Extracted information -
* * * * * * *
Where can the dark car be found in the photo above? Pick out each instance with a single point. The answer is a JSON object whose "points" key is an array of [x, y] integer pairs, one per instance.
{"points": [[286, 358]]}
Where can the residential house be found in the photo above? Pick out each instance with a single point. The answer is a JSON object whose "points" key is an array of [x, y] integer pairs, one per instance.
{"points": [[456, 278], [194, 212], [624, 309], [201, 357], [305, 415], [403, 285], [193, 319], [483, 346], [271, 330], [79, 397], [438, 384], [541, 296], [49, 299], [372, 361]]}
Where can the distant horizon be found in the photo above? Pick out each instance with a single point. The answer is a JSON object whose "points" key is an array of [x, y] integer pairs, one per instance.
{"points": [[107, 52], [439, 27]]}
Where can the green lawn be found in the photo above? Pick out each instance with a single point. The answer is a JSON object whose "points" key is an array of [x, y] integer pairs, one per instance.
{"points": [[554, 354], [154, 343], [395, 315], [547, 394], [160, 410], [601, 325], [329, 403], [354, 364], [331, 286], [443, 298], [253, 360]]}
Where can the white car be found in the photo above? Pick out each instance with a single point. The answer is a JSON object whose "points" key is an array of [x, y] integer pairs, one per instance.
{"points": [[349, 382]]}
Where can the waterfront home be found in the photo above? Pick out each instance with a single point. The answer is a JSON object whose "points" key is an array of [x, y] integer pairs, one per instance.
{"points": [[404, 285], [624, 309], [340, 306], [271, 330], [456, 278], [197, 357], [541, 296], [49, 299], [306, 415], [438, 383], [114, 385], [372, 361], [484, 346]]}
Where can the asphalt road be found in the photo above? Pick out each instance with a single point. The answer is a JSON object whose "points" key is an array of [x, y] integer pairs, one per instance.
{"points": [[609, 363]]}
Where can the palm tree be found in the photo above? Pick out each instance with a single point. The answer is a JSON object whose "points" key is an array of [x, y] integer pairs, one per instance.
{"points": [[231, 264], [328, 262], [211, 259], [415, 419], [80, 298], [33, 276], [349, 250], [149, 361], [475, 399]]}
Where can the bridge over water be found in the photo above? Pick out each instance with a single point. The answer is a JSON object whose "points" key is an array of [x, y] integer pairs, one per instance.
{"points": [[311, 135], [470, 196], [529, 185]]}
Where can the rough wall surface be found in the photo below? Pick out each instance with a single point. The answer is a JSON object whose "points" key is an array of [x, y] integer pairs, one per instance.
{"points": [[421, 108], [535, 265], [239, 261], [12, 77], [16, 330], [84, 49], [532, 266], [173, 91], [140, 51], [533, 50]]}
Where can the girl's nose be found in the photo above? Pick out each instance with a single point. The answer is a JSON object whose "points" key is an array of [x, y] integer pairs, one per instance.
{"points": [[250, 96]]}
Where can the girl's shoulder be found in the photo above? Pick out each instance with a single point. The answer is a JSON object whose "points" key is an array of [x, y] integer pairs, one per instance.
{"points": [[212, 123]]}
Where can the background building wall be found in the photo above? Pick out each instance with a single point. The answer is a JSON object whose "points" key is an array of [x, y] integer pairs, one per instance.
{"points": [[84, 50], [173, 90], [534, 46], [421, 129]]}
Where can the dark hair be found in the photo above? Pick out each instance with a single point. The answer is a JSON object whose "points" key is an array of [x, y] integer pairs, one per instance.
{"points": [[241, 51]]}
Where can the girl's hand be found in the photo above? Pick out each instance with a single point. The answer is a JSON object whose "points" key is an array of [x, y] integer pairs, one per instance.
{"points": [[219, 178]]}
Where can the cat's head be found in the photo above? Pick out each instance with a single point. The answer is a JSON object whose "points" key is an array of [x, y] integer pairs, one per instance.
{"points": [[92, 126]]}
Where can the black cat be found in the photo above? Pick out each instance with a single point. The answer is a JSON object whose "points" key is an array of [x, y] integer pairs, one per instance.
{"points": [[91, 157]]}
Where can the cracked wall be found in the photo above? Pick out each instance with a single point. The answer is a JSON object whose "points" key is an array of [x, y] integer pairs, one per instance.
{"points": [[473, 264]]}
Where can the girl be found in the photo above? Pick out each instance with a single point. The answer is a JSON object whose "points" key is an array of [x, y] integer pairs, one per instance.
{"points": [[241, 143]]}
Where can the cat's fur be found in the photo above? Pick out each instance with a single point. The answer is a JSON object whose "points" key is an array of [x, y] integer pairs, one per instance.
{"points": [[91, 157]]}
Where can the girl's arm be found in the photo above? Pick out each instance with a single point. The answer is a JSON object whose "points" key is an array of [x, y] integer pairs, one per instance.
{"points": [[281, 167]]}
* * * * * * *
What is needed -
Give the listing above again in full, exactly as written.

Task answer -
Where can the dark car be found in the photo above? Pick out each instance with a single point. The answer is a JSON object whose "points" key is an array of [x, y] integer pairs, one per instance.
{"points": [[286, 358]]}
Where can the residential house be found in the photo above? Pick out each instance with a single point. The answer is a JSON object whose "points" key is an array of [x, y] integer pairs, one per instance.
{"points": [[456, 278], [194, 212], [624, 309], [201, 357], [305, 415], [403, 285], [193, 319], [483, 346], [271, 330], [79, 397], [438, 384], [541, 296], [49, 299], [372, 361]]}
Where can the distant horizon be found in the photo above? Pick out each instance with a single point. The answer is a JSON object whose "points" key is an array of [x, y] integer pairs, one per instance.
{"points": [[107, 52], [439, 27]]}
Where can the green lawn be found in the photo above? Pick out each instance with a single point. The answer is a JSON object whose "points" key is an array of [x, y] integer pairs, one per instance.
{"points": [[554, 354], [154, 343], [395, 315], [547, 394], [160, 410], [601, 325], [329, 403], [354, 364], [331, 286], [443, 298], [253, 360]]}
Where can the white car be found in the photo above? Pick out each instance with a single point. The answer is a JSON object whose "points" key is an array of [x, y] integer pairs, one per instance.
{"points": [[349, 382]]}
Where can the waterfront home be found in the photo above? Pick out each instance with a single point. The answer is a JSON object whose "points" key is an array of [x, y] integer pairs, one per instance.
{"points": [[404, 285], [624, 309], [340, 306], [271, 330], [456, 278], [197, 357], [541, 296], [49, 299], [306, 415], [438, 383], [114, 385], [372, 361], [484, 346]]}
Where can the asphalt road be found in the photo above? Pick out each instance with a single point. The answer is a JSON object whose "points" key is an array of [x, y] integer pairs, one per instance.
{"points": [[609, 363]]}
Where can the palm tree be found in the photo above? Pick out each instance with a single point. The answer is a JSON object whose "points" key is an array of [x, y] integer pairs, one per instance.
{"points": [[231, 264], [328, 262], [211, 259], [415, 419], [80, 298], [33, 276], [349, 250], [149, 361], [475, 399]]}
Where can the bridge over water be found in the photo above? Pick out each instance with a single point. The answer is a JSON object whose "points" key is an array of [x, y] integer pairs, one per instance.
{"points": [[311, 135], [470, 196], [529, 185]]}
Where can the rough wall surface be found in the photo below? Pick out each instance with a single point. The answer is a JSON object whose "points" key is an array of [x, y] integer pairs, one per instance.
{"points": [[421, 108], [535, 265], [239, 261], [12, 77], [16, 330], [84, 49], [532, 266], [173, 91], [140, 51], [533, 50]]}
Where can the girl's nose be found in the photo above? Pick out each instance with a single point. The answer is a JSON object whose "points" key is an array of [x, y] integer pairs, one per instance.
{"points": [[250, 96]]}
Where can the girl's shoulder be found in the photo above? Pick out each instance with a single point. The answer is a JSON object whose "points" key is an array of [x, y] integer pairs, one per instance.
{"points": [[212, 123]]}
Where can the background building wall be found in the photo above? Pick out each instance with a single point. The answer is a JSON object whose "points" key is an array of [x, y] integer pairs, one per instance.
{"points": [[84, 50], [173, 90], [534, 46], [421, 129]]}
Where can the dark hair be found in the photo above? Pick out each instance with a single point. The answer is a JSON object whose "points" key is an array of [x, y] integer pairs, one per instance.
{"points": [[241, 51]]}
Where can the girl's hand be found in the photo above? Pick out each instance with a single point. The answer is a JSON object whose "points" key is an array of [x, y] integer pairs, one per instance.
{"points": [[219, 178]]}
Where can the cat's head be found in the photo above? Pick out each instance with a single point. The answer is a JSON object whose "points" key is an array of [x, y] integer pairs, one per instance.
{"points": [[92, 126]]}
Where can the black cat be found in the photo above? Pick out each instance with a single point. The answer is a JSON object whose "points" key is an array of [x, y] integer pairs, one per instance.
{"points": [[91, 157]]}
Where can the cracked wall be found in the photo above? Pick out each instance with a single point. The answer is a JSON object whose "points" key is an array of [x, y] integer pairs, one per instance.
{"points": [[473, 264]]}
Where can the girl be found in the photo above? Pick out each instance with a single point. The answer is a JSON object whose "points" key is an array of [x, y] integer pairs, one per instance.
{"points": [[241, 143]]}
Where can the cat's fur be found in the photo above? Pick out each instance with a single point. The answer is a JSON object whose "points" key is an array of [x, y] integer pairs, one per instance.
{"points": [[91, 157]]}
Where can the girl's arm be found in the photo above? Pick out each instance with a single point. The answer is a JSON object whose "points" key is an array of [x, y] integer pairs, one per instance.
{"points": [[281, 167]]}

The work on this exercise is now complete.